- _Material to process_:
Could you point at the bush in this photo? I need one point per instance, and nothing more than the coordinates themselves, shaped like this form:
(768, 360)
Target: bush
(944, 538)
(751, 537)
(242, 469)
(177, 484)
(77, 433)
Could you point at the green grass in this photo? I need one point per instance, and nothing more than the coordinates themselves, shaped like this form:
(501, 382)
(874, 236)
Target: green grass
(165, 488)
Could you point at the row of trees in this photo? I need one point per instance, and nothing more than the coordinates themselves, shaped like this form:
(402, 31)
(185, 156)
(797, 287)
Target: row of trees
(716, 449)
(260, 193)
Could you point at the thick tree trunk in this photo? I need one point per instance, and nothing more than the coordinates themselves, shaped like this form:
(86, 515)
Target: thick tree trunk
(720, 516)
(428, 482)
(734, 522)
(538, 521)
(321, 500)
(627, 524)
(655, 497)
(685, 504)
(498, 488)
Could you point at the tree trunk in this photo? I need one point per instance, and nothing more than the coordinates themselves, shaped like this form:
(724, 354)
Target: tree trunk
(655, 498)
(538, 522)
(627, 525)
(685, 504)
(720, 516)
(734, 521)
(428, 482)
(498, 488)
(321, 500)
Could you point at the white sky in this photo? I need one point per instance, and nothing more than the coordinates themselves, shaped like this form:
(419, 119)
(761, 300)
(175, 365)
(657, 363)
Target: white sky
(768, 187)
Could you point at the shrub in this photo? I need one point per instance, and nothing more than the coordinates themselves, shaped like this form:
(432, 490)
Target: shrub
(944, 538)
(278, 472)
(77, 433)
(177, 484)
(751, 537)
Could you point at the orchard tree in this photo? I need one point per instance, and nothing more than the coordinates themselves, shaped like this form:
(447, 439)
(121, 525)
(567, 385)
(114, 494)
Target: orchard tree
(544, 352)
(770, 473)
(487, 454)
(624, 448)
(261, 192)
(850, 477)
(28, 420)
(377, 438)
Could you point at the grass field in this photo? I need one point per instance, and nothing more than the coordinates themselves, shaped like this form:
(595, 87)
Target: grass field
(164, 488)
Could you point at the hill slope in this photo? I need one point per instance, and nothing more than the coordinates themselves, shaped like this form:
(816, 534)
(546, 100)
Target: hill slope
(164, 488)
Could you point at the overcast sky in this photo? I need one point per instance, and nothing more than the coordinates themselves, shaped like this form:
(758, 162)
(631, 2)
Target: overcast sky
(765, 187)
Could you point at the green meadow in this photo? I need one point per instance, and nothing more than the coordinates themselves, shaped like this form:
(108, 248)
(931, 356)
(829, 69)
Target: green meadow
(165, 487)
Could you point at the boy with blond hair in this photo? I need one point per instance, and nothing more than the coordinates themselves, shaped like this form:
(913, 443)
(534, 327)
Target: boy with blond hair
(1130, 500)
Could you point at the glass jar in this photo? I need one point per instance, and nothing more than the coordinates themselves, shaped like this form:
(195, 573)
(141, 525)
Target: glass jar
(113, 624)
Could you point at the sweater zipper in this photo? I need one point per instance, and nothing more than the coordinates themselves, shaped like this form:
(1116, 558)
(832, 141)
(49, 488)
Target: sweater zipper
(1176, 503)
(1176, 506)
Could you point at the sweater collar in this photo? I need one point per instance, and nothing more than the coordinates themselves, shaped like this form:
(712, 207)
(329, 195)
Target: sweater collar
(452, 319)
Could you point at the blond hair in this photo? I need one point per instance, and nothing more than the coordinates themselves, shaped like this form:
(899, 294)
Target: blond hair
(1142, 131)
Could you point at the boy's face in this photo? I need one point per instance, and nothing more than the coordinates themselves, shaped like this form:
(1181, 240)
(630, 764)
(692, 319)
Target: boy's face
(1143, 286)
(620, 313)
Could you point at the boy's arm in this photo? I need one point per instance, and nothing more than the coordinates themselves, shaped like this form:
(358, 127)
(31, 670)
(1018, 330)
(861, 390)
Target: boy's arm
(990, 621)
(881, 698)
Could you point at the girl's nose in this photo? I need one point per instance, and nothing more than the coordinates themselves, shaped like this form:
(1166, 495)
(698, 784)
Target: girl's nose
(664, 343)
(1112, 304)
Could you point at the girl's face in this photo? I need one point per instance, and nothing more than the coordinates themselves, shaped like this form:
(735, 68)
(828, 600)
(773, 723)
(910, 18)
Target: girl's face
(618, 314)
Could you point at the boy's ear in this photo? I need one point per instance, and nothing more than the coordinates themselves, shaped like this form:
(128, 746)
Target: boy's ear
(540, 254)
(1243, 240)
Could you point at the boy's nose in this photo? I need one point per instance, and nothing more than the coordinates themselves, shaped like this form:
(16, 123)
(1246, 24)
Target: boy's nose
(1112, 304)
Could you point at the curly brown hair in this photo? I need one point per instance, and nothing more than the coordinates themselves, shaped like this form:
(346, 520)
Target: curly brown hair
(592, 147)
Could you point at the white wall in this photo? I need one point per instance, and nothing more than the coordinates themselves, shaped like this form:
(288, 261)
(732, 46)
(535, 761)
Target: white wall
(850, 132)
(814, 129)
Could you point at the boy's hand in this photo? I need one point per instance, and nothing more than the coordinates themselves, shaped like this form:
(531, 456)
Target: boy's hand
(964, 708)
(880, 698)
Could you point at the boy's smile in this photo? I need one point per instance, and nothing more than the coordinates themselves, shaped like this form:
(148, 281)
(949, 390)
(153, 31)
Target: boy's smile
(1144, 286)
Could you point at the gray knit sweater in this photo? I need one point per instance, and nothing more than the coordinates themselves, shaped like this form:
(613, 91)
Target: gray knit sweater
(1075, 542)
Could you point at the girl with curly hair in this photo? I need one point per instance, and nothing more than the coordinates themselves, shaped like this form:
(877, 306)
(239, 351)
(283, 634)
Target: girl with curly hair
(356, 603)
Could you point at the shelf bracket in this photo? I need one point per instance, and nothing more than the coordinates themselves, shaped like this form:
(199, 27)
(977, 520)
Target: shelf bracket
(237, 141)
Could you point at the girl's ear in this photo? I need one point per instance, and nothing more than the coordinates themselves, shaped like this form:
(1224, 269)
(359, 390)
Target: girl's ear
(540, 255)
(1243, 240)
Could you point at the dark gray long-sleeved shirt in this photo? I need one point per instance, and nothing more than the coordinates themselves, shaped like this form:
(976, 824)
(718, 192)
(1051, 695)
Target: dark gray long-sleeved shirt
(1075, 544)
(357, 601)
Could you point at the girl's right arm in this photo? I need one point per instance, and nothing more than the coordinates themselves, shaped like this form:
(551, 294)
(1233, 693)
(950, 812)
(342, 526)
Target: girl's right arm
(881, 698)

- _Work to do_: Output all records verbatim.

- _Task output_:
Could you point at the bush in this photo? I need one point per instance, and nothing more than the coordinates themselves, shaped like this form:
(768, 360)
Target: bush
(944, 538)
(751, 537)
(242, 469)
(177, 484)
(77, 433)
Could you point at the green grass in this photo? I need one point per instance, and nothing more than the coordinates themselves, shaped like this form:
(501, 382)
(874, 236)
Target: green grass
(165, 488)
Could you point at the row of trees in this photo? I need one point per instance, and nothing more than the coordinates themselves, shaped like this form:
(402, 31)
(185, 156)
(797, 287)
Target: row of trees
(716, 449)
(260, 193)
Could you point at the thick tree trunk in this photo? I need one point per instance, and nothing more than the coordinates themselves, shaped like this form:
(86, 515)
Target: thick tree trunk
(720, 516)
(428, 482)
(734, 522)
(538, 521)
(321, 500)
(627, 524)
(655, 497)
(685, 504)
(498, 488)
Could you point at the tree trunk in this photo? I need one point per instance, and nothing more than the coordinates themselves, shaped like this form:
(724, 354)
Target: tree trunk
(655, 498)
(538, 522)
(627, 525)
(685, 504)
(720, 516)
(734, 521)
(428, 482)
(498, 488)
(321, 500)
Could you point at the white sky in this photo? I need one point per instance, and nothing more than the coordinates themselves, shaped like this form:
(419, 119)
(761, 300)
(175, 365)
(657, 363)
Target: white sky
(768, 187)
Could you point at the shrub in this photo? I need one point per instance, and nothing more than the coordinates themselves, shaped like this form:
(432, 490)
Target: shrub
(944, 538)
(278, 472)
(77, 433)
(177, 484)
(751, 537)
Could you point at the orchard tree in this photo? I need one point per instance, and nothing more than the coordinates themselves, shaped like this form:
(447, 439)
(121, 525)
(567, 385)
(114, 494)
Target: orchard tree
(544, 352)
(770, 473)
(487, 454)
(624, 448)
(261, 192)
(850, 477)
(28, 420)
(377, 438)
Could you point at the grass field in this photo? I need one point per instance, and nothing more than the coordinates themselves, shaped like this form:
(595, 87)
Target: grass field
(164, 488)
Could you point at the hill slope in this photo? I need one point per instance, and nothing more than the coordinates themselves, shaped like this form:
(816, 534)
(546, 100)
Target: hill slope
(164, 488)
Could you point at the overcast sky in this photo? I need one point per instance, and nothing more than the coordinates themselves, shaped like this form:
(758, 162)
(631, 2)
Target: overcast sky
(765, 187)
Could you point at the green meadow in this photo? I need one point per instance, and nothing more than the coordinates themselves, shaped like this form:
(108, 248)
(931, 356)
(829, 69)
Target: green meadow
(165, 487)
Could you point at the boy with blond hair in this photo? I need one point per instance, and nothing more than the coordinates themselves, shaped like this form:
(913, 443)
(534, 327)
Target: boy with blond hair
(1130, 500)
Could you point at the glass jar in this photo? I need one point per instance, and nothing more than the coordinates themselves, shaped like this form:
(195, 573)
(141, 525)
Target: glass jar
(113, 624)
Could you point at the sweater zipper in this photo? I need one point per instance, and nothing more than the coordinates themselves, shaped like this form:
(1116, 558)
(832, 141)
(49, 488)
Target: sweater zipper
(1176, 503)
(1176, 506)
Could you point at the sweater collar in this photo? I need one point per instance, and nothing more than the coordinates themselves, shaped like this form:
(712, 207)
(329, 195)
Target: sweater collar
(452, 319)
Could you point at the blond hair in this photo? I need one point per instance, and nothing more than the coordinates themselves, shaped like this form:
(899, 294)
Target: blond hair
(1142, 131)
Could you point at the boy's face in this photo? I need one point per instance, and nothing more than the coordinates themselves, shaped like this form:
(1181, 240)
(630, 764)
(692, 319)
Target: boy's face
(1143, 286)
(620, 313)
Could you point at the boy's arm in this photo? I need one point per instance, and nothing more than the coordinates themselves, shaped like this form:
(358, 127)
(31, 670)
(1018, 330)
(861, 390)
Target: boy's arm
(990, 621)
(881, 698)
Could you point at the girl's nose in this photo? I need one point per instance, and nothing more than the coordinates themselves, shaped like this form:
(1166, 495)
(698, 784)
Target: girl's nose
(664, 343)
(1112, 304)
Could you point at the girl's face in this photo? I need one point per instance, and nothing more than the coordinates themselves, shaped like this form:
(735, 68)
(828, 600)
(773, 723)
(910, 18)
Target: girl's face
(618, 314)
Could you point at the boy's ear in this photo? I need one point per instance, and nothing more than the coordinates themselves, shaped like this form:
(128, 746)
Target: boy's ear
(540, 254)
(1243, 240)
Could you point at the boy's nose in this photo? I need one point per instance, and nothing more than the coordinates themselves, shaped like this form:
(16, 123)
(1246, 24)
Target: boy's nose
(1112, 304)
Could you point at the curly brown hair in this photo? I need one point per instance, and nothing more than the coordinates themselves, shaped like this form:
(346, 520)
Target: curly brown hair
(592, 147)
Could you point at the white wall in this photo? I need one point per instance, and nothing more than the coordinates themselves, shaped like this form:
(288, 261)
(732, 46)
(535, 761)
Target: white wall
(850, 132)
(814, 129)
Could you point at the boy's hand in this photo? I need one point per instance, and nothing more than the coordinates themselves, shaped like this form:
(531, 456)
Target: boy's hand
(964, 708)
(880, 698)
Could you point at the boy's smile in this photo? I need one point per instance, and nothing more than the coordinates themselves, shaped like this form:
(148, 281)
(949, 390)
(153, 31)
Target: boy's smile
(1144, 286)
Could you point at the gray knit sweater in this photo? I need one point per instance, and nothing more than the coordinates themselves, shaped like this form:
(613, 91)
Target: gray knit sweater
(1075, 542)
Could you point at the girl with curly hair in this photo? I need one point per instance, and nothing more than the coordinates themselves, shaped like this form:
(877, 306)
(239, 351)
(283, 634)
Target: girl with curly hair
(356, 603)
Could you point at the shelf bracket in this photo? I need one point per instance, and nothing more than the coordinates themselves, shaped like this form:
(199, 27)
(977, 520)
Target: shelf bracket
(237, 141)
Could you point at the girl's ear in this photo? I need one point per instance, and nothing more than the coordinates themselves, shaped like this form:
(1224, 269)
(359, 390)
Target: girl's ear
(540, 255)
(1243, 240)
Could you point at the dark gray long-sleeved shirt in this photo? I need one point per instance, and nothing more than the coordinates themselves, shaped like this form:
(976, 824)
(718, 192)
(1051, 695)
Target: dark gray long-sleeved shirt
(1075, 544)
(357, 601)
Could you point at the girl's right arm in this photo? I need one point per instance, and nothing more than the coordinates themselves, shaped like this form:
(551, 294)
(1233, 693)
(950, 812)
(342, 526)
Target: girl's right arm
(881, 698)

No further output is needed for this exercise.